» TASK BRIEF: Show each line in the items below that contains the string "lead".

» DATASET RECORDS:

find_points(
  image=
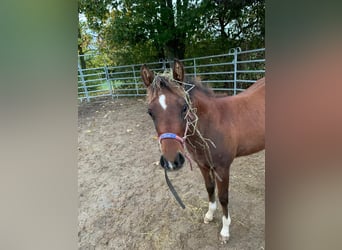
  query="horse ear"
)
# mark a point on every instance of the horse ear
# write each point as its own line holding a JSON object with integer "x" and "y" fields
{"x": 147, "y": 75}
{"x": 178, "y": 70}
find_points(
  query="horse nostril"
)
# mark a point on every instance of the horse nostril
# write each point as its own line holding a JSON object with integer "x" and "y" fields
{"x": 179, "y": 160}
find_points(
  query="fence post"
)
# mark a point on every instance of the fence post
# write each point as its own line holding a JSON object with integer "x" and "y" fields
{"x": 236, "y": 50}
{"x": 135, "y": 81}
{"x": 108, "y": 81}
{"x": 83, "y": 83}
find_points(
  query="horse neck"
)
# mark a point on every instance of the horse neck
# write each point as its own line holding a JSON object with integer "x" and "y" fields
{"x": 204, "y": 105}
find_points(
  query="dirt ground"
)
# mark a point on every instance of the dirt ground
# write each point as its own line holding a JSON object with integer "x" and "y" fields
{"x": 125, "y": 202}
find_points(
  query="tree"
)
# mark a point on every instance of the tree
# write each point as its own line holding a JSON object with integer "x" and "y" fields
{"x": 131, "y": 31}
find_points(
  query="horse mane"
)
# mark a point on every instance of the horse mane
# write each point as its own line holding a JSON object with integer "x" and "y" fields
{"x": 166, "y": 81}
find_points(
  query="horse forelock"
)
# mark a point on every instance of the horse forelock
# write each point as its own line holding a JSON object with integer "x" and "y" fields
{"x": 166, "y": 82}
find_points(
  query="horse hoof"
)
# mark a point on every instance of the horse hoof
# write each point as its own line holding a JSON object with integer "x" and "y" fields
{"x": 224, "y": 239}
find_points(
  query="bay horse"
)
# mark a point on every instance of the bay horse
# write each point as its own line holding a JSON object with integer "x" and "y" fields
{"x": 189, "y": 117}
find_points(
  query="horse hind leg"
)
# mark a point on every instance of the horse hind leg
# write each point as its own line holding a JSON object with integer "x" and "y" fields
{"x": 223, "y": 197}
{"x": 210, "y": 186}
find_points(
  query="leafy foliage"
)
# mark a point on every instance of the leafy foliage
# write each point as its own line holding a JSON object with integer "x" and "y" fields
{"x": 133, "y": 31}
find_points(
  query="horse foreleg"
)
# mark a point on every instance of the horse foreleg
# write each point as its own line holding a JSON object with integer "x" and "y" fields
{"x": 222, "y": 188}
{"x": 210, "y": 186}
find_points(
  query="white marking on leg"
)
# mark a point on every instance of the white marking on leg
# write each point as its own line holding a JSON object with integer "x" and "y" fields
{"x": 225, "y": 227}
{"x": 210, "y": 214}
{"x": 162, "y": 101}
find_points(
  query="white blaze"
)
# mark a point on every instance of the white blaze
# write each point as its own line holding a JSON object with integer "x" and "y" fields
{"x": 162, "y": 101}
{"x": 225, "y": 226}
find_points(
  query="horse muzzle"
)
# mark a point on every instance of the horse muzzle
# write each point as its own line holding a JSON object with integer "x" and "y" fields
{"x": 172, "y": 165}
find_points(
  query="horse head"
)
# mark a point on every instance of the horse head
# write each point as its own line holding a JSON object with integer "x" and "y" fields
{"x": 168, "y": 109}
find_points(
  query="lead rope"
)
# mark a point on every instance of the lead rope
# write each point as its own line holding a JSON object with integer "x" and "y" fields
{"x": 173, "y": 190}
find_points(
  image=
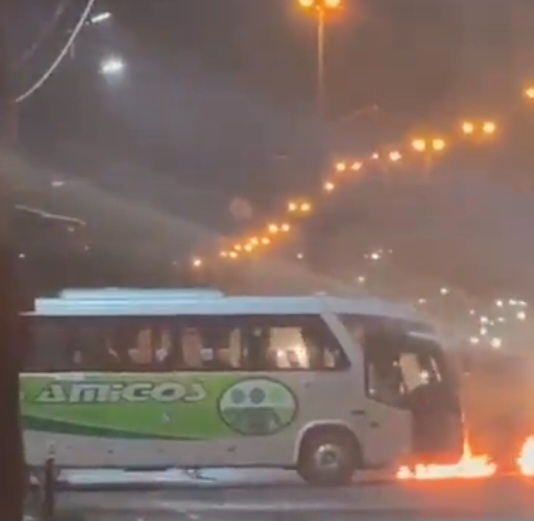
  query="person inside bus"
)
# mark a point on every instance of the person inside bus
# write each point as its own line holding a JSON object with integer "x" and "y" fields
{"x": 192, "y": 346}
{"x": 313, "y": 348}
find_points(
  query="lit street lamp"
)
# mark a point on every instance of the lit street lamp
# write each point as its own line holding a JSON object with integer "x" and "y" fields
{"x": 99, "y": 18}
{"x": 112, "y": 66}
{"x": 429, "y": 147}
{"x": 320, "y": 9}
{"x": 478, "y": 129}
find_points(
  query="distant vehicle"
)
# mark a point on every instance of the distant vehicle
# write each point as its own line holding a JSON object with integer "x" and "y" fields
{"x": 164, "y": 378}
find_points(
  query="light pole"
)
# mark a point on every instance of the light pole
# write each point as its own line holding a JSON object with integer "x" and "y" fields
{"x": 320, "y": 9}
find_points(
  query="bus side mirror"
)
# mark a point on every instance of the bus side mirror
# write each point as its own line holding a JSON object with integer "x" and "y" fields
{"x": 467, "y": 363}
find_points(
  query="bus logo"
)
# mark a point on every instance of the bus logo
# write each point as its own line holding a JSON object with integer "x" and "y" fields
{"x": 257, "y": 406}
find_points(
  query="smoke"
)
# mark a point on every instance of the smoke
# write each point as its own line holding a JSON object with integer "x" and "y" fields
{"x": 462, "y": 229}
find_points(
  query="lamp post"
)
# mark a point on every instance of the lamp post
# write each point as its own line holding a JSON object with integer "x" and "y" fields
{"x": 320, "y": 9}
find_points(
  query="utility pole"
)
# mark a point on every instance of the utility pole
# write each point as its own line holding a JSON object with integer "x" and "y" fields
{"x": 12, "y": 478}
{"x": 7, "y": 106}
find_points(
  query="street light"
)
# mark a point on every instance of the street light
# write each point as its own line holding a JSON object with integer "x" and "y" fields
{"x": 476, "y": 128}
{"x": 329, "y": 186}
{"x": 468, "y": 127}
{"x": 427, "y": 147}
{"x": 395, "y": 156}
{"x": 100, "y": 17}
{"x": 489, "y": 127}
{"x": 112, "y": 66}
{"x": 320, "y": 8}
{"x": 419, "y": 145}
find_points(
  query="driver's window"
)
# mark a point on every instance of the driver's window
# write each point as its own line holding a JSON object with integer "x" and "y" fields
{"x": 384, "y": 381}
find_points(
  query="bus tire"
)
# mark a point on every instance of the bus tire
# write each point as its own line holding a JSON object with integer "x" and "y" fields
{"x": 328, "y": 456}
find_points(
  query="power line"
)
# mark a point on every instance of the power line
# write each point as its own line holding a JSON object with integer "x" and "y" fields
{"x": 55, "y": 64}
{"x": 44, "y": 34}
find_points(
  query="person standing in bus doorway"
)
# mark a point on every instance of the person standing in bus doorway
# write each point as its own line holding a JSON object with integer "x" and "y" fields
{"x": 13, "y": 348}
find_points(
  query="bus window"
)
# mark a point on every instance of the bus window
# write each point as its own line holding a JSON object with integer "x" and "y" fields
{"x": 49, "y": 351}
{"x": 192, "y": 347}
{"x": 289, "y": 343}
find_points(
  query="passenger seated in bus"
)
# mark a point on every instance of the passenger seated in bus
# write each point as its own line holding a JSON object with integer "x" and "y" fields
{"x": 141, "y": 354}
{"x": 192, "y": 345}
{"x": 313, "y": 349}
{"x": 162, "y": 348}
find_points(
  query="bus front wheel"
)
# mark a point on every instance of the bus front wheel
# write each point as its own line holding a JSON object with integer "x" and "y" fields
{"x": 328, "y": 457}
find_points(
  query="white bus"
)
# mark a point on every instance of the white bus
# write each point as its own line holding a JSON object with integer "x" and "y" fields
{"x": 148, "y": 379}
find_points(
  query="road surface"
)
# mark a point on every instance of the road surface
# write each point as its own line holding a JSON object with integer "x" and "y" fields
{"x": 497, "y": 498}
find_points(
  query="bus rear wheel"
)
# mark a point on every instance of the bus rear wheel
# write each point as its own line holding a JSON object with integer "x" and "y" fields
{"x": 328, "y": 457}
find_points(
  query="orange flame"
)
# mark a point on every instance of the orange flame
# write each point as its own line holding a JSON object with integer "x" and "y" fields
{"x": 525, "y": 461}
{"x": 469, "y": 466}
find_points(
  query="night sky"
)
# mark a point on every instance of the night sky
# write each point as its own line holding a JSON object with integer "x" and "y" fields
{"x": 218, "y": 97}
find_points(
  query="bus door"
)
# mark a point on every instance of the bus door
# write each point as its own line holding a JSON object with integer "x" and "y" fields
{"x": 386, "y": 422}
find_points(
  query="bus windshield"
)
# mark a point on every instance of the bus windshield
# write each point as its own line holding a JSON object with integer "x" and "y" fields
{"x": 398, "y": 360}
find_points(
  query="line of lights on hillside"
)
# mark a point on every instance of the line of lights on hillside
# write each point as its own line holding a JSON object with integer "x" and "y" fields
{"x": 430, "y": 147}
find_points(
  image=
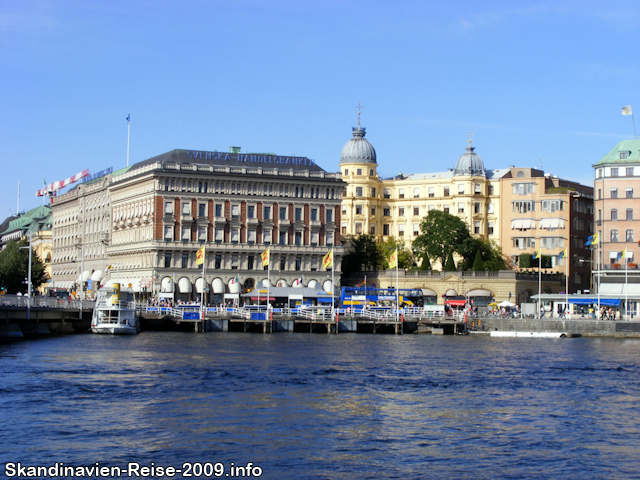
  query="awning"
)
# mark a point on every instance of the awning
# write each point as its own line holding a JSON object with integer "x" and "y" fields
{"x": 218, "y": 285}
{"x": 455, "y": 303}
{"x": 479, "y": 293}
{"x": 167, "y": 285}
{"x": 604, "y": 302}
{"x": 184, "y": 285}
{"x": 96, "y": 276}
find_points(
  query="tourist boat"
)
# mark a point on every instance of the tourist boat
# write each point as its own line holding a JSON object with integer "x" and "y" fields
{"x": 115, "y": 312}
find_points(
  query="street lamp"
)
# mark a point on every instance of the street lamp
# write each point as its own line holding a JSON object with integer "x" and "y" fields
{"x": 28, "y": 280}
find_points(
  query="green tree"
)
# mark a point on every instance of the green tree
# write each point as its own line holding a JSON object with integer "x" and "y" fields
{"x": 478, "y": 264}
{"x": 361, "y": 253}
{"x": 405, "y": 257}
{"x": 441, "y": 235}
{"x": 14, "y": 268}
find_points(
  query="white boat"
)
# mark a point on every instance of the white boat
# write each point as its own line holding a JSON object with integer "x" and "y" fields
{"x": 502, "y": 333}
{"x": 115, "y": 312}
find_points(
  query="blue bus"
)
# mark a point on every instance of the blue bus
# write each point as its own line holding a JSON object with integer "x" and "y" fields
{"x": 357, "y": 297}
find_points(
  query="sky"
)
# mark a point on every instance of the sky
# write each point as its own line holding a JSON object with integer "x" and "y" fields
{"x": 538, "y": 84}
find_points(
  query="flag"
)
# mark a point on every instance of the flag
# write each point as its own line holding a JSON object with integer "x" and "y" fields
{"x": 327, "y": 260}
{"x": 393, "y": 259}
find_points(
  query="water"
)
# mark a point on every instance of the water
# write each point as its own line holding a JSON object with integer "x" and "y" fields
{"x": 326, "y": 406}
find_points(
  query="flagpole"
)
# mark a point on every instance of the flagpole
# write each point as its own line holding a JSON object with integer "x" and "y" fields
{"x": 128, "y": 135}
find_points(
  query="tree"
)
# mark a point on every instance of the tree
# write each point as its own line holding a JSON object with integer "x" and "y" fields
{"x": 361, "y": 253}
{"x": 14, "y": 268}
{"x": 405, "y": 257}
{"x": 478, "y": 264}
{"x": 441, "y": 235}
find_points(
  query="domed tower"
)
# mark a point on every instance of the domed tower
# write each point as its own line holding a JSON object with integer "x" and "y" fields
{"x": 358, "y": 166}
{"x": 469, "y": 163}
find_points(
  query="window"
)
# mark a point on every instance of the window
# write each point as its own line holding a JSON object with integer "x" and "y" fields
{"x": 523, "y": 188}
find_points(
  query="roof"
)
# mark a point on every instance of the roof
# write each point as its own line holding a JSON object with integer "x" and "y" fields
{"x": 230, "y": 159}
{"x": 632, "y": 149}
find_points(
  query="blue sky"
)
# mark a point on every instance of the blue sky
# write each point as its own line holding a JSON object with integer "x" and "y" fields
{"x": 541, "y": 83}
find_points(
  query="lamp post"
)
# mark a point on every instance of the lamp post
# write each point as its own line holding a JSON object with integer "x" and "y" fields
{"x": 28, "y": 280}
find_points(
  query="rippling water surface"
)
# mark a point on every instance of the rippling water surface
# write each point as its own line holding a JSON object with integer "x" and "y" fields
{"x": 327, "y": 406}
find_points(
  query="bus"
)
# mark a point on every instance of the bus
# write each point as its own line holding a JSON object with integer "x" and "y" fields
{"x": 357, "y": 297}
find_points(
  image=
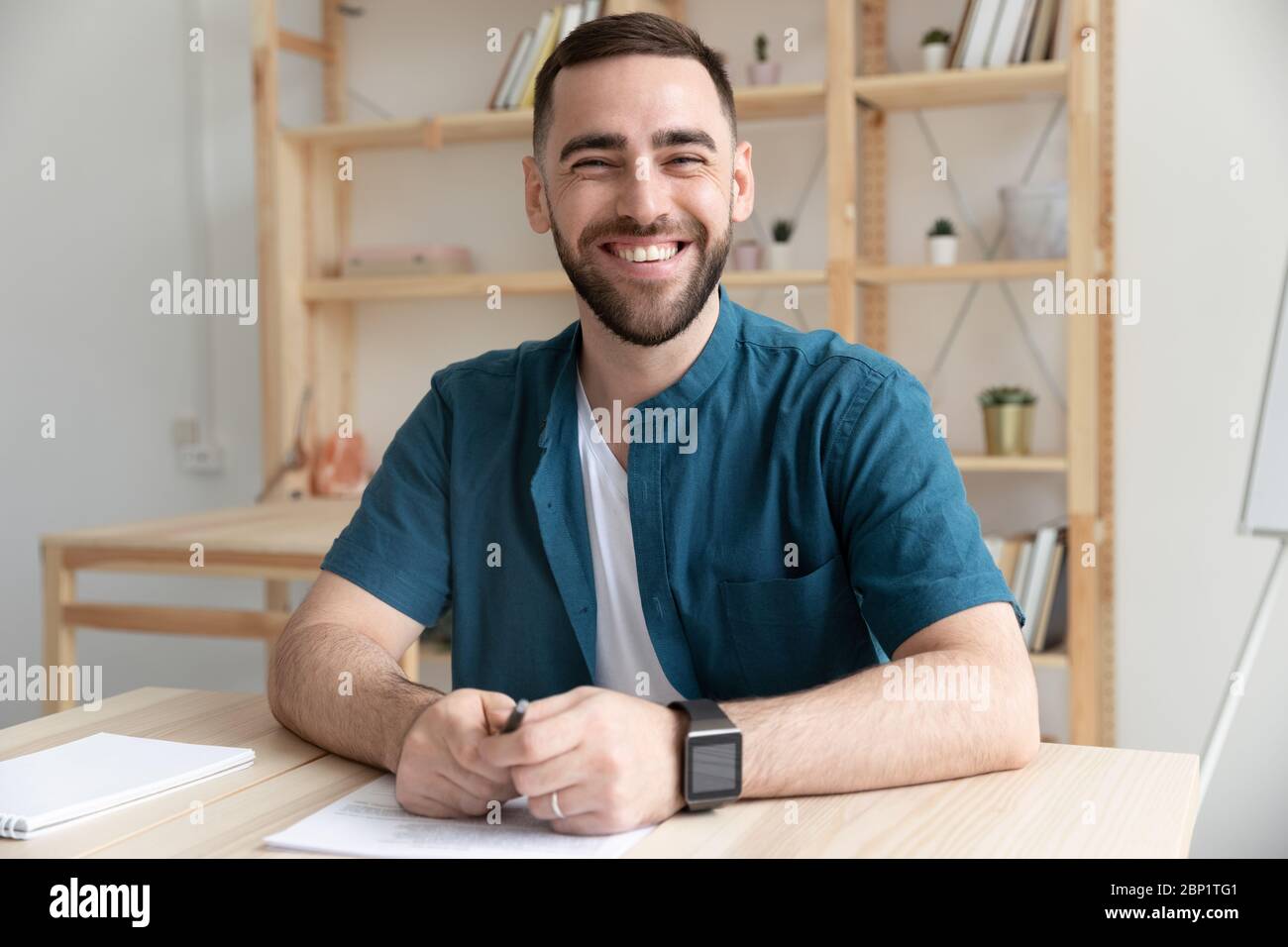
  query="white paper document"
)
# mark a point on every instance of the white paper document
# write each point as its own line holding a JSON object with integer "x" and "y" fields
{"x": 372, "y": 823}
{"x": 58, "y": 787}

» EXERCISE RESULT:
  query="lead rope"
# mark a point on every instance of the lead rope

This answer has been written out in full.